Write out the whole listing, matching it exactly.
┌─ SUPPLIED RECORDS
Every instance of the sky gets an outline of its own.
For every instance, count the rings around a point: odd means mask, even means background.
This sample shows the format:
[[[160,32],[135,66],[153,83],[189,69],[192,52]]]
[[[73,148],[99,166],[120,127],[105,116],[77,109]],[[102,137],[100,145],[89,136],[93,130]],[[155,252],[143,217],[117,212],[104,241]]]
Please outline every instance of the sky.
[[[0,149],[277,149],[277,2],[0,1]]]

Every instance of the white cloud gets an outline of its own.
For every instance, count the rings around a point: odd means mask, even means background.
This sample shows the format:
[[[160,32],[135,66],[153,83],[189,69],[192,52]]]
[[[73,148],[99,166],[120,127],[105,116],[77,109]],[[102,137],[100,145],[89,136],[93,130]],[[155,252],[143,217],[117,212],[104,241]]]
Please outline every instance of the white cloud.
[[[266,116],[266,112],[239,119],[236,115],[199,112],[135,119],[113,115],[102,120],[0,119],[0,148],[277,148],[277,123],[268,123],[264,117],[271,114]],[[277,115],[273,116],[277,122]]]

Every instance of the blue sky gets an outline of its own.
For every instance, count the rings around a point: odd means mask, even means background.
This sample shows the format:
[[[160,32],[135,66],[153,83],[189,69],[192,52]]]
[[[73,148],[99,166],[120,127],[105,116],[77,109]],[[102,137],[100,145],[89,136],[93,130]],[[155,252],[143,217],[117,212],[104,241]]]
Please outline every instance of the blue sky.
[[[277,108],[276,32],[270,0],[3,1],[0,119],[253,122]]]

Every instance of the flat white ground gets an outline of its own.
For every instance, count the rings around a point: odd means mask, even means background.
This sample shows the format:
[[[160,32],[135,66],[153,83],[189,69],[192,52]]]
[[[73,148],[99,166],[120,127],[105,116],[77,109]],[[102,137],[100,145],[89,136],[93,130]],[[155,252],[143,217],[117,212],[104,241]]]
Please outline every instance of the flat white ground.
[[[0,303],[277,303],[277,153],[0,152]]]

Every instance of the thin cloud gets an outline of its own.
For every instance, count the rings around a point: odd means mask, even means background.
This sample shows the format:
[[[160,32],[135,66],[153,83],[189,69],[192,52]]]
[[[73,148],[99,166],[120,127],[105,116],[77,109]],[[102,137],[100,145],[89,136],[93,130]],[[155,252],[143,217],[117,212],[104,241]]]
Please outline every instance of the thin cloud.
└─
▸ IN RESPONSE:
Every instance of the sky gets an outline of its own.
For every instance, count the rings around a point: odd means mask, even means background.
This sample shows the format:
[[[160,32],[135,66],[153,83],[189,69],[192,52]]]
[[[73,148],[99,166],[120,127],[105,116],[77,109]],[[102,137],[100,145],[89,136],[93,130]],[[155,252],[143,217],[117,212],[104,241]]]
Please outline every instance of the sky.
[[[0,149],[277,149],[277,2],[0,1]]]

Every instance of the white cloud gets an outline of its own.
For every instance, count the rings around a point: odd means mask, even means background.
This sample shows the format:
[[[160,32],[135,66],[153,83],[189,69],[192,52]]]
[[[73,148],[99,166],[120,127],[105,116],[77,109]],[[102,137],[100,145],[89,136],[93,130]],[[155,252],[143,217],[117,212],[104,241]]]
Please outline every instance of the white cloud.
[[[266,116],[266,112],[239,119],[236,115],[199,112],[135,119],[113,115],[102,120],[0,119],[0,148],[277,148],[277,123],[268,123],[264,117],[271,114]],[[277,115],[273,116],[277,122]]]

Every instance of the blue sky gets an outline of its own.
For every instance, count the rings around a point: odd means mask, even means background.
This sample shows the format:
[[[160,32],[135,66],[153,83],[189,69],[192,52]]]
[[[73,148],[99,166],[120,127],[105,116],[77,109]],[[102,137],[100,145],[89,136],[93,130]],[[155,252],[143,217],[117,212],[104,241]]]
Please outline every instance of the blue sky.
[[[277,108],[276,32],[270,0],[3,1],[0,119],[253,122]]]

Every instance of the flat white ground gets an outline of its own.
For every instance, count the rings around a point: odd means mask, even means background.
This sample shows the format:
[[[160,32],[135,66],[153,83],[189,69],[192,52]]]
[[[73,148],[99,166],[120,127],[105,116],[77,109]],[[102,137],[100,145],[89,136],[93,130]],[[155,252],[143,217],[117,212],[104,241]]]
Please outline every instance of the flat white ground.
[[[0,303],[277,303],[277,153],[0,152]]]

Every instance of the thin cloud gets an outline of its own.
For every instance, count the rings around a point: odd means mask, even means background.
This sample shows the format:
[[[160,32],[135,66],[153,83],[189,69],[192,52]]]
[[[73,148],[99,166],[120,127],[105,116],[77,109]],[[102,137],[100,145],[89,136],[93,130]],[[155,252],[143,217],[117,212],[104,241]]]
Please outline every instance of the thin cloud.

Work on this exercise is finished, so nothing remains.